| Passage to read |

1866-1867; 1888-1889; 1995
Original diaries are restricted; typescript must be used instead.

Biography/History:

Susan Ann Ragland Hewell was probably born in Halifax County, Virginia, on December 29, 1825 (or 1827). She was the daughter of Dr. Dabney Camp and Ann Bolling Vaughan Hewell. The Hewell family was residing in Marengo County, Alabama, in 1840. The Hewells, including children Mary Louisa Artemisia (b. ca. 1829), Amanda Melvina FitzAllen (b. ca. 1831), John Alfred Ragland (b. ca. 1833), Virginia Ingram (Puss) (b. ca. 1840), and Maria Bressie Vaughan (Pocahontas) (b. July 16, 1841), had moved to Tuscaloosa County, Alabama, by 1850. Dr. Hewell was engaged in farming in near Tuscaloosa.

Between 1850 and 1856, Susan Hewell was employed as a teacher, possibly at a female academy in Shuqalak, Noxubee County, Mississippi. She married William Potts at her father’s home in Tuscaloosa on December 17, 1856. He died not long after their marriage.

Susan Hewell Potts married Mississippi governor John Jones Pettus in Tuscaloosa County on August 13, 1861. For the next three years, Governor Pettus was concerned with defending the Mississippi state capital, moving it twice during the Civil War. For safety reasons, he sent Susan Pettus and her stepchildren, Alice, Ginnie, Mary W. (Willie), and William Pettus, to his plantation near Scooba, Lauderdale County, Mississippi.

Governor Pettus left his family and went into hiding in Arkansas in May 1865. Susan Pettus and her stepchildren continued living on the plantation near Scooba until January 1866, when they moved to a Sumter County home owned by Alabama governor John Anthony Winston. Governor Winston was probably the brother of Pamela Winston Pettus, the first wife of John Jones Pettus. Susan Pettus and her stepson, William, were briefly reunited with Governor Pettus at the Arkansas home of a friend, John Jones, on January 6, 1867. Governor Pettus died on January 25, 1867, and was interred in a field near the Jones home in Arkansas. Susan and William Pettus were residing in Prairie County, Arkansas, in May 1867.

Susan Pettus had moved to Cadiz, Kentucky, by July 1888 to live with her widowed sister, Amanda Hewell Street. They visited their sister, Pocahontas Hewell Whitt, at Wood Lawn, a home located near Selma, Dallas County, Alabama, in December 1888. Susan Pettus was living with her sister, Pocahontas, in March 1889 but had returned to Tuscaloosa by 1901. She probably died in Tuscaloosa on July 18, 1909.

Scope and Content:

This collection consists of two diaries of Susan Ann Ragland Hewell Potts Pettus of Alabama, Arkansas, and Mississippi, and a bound typescript of both diaries by Carol Whitt Jones Carlisle.

The first diary contains daily entries from January 1 to March 21, 1866. Pettus describes her family’s preparations to move from Lauderdale County, Mississippi, to Sumter County, Alabama. She mentions packing, selling possessions, and saying good-bye to former servants. Pettus later describes establishing a household in a home owned by Alabama governor John Anthony Winston. She also relates her concerns over the lack of correspondence from her family in Alabama and Kentucky and from her husband, John Jones Pettus, who was in hiding in Arkansas. The last entry of Pettus is dated May 10, 1867, at Prairie County, Arkansas. It describes a typical day in her life and mentions that her stepson, William, is living with her. The diary also contains several unsigned poems and quotations of a romantic or spiritual nature.

| Set exercise A |
Retype the stretch from "Susan Ann Ragland Hewell was" through "in near Tuscaloosa." in the description of the Pettus diaries.
| Set exercise B |
Write what comes next in the description of the Pettus diaries, starting after its final sentence.

| Dataset extract |
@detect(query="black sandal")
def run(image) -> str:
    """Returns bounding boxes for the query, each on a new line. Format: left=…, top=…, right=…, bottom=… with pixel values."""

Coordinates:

| Task output A |
Susan Ann Ragland Hewell was probably born in Halifax County, Virginia, on December 29, 1825 (or 1827). She was the daughter of Dr. Dabney Camp and Ann Bolling Vaughan Hewell. The Hewell family was residing in Marengo County, Alabama, in 1840. The Hewells, including children Mary Louisa Artemisia (b. ca. 1829), Amanda Melvina FitzAllen (b. ca. 1831), John Alfred Ragland (b. ca. 1833), Virginia Ingram (Puss) (b. ca. 1840), and Maria Bressie Vaughan (Pocahontas) (b. July 16, 1841), had moved to Tuscaloosa County, Alabama, by 1850. Dr. Hewell was engaged in farming in near Tuscaloosa.

| Task output B |
The second diary contains daily entries from October 3, 1888, to March 7, 1889. Pettus describes life with her widowed sister, Amanda, in Cadiz, Kentucky. She notes the weather and such daily events as attending church, conducting Sunday school, visiting friends, and working in a flower garden. Pettus and her sister, Amanda, traveled to Dallas County, Alabama, in December 1888 to assist their sister, Pocahontas, and then-ill brother-in-law Claiborne P. Whitt in managing their household. Pettus expresses her concern for the emotional, physical, and spiritual well-being of her sister and brother-in-law. In the January 1889 entries, Pettus recalls the twenty-second anniversary of her brief reunion with her husband in Arkansas, his death from pneumonia, and her feelings during this time. In the back of the diary is an unsigned poem entitled “What is a Letter?”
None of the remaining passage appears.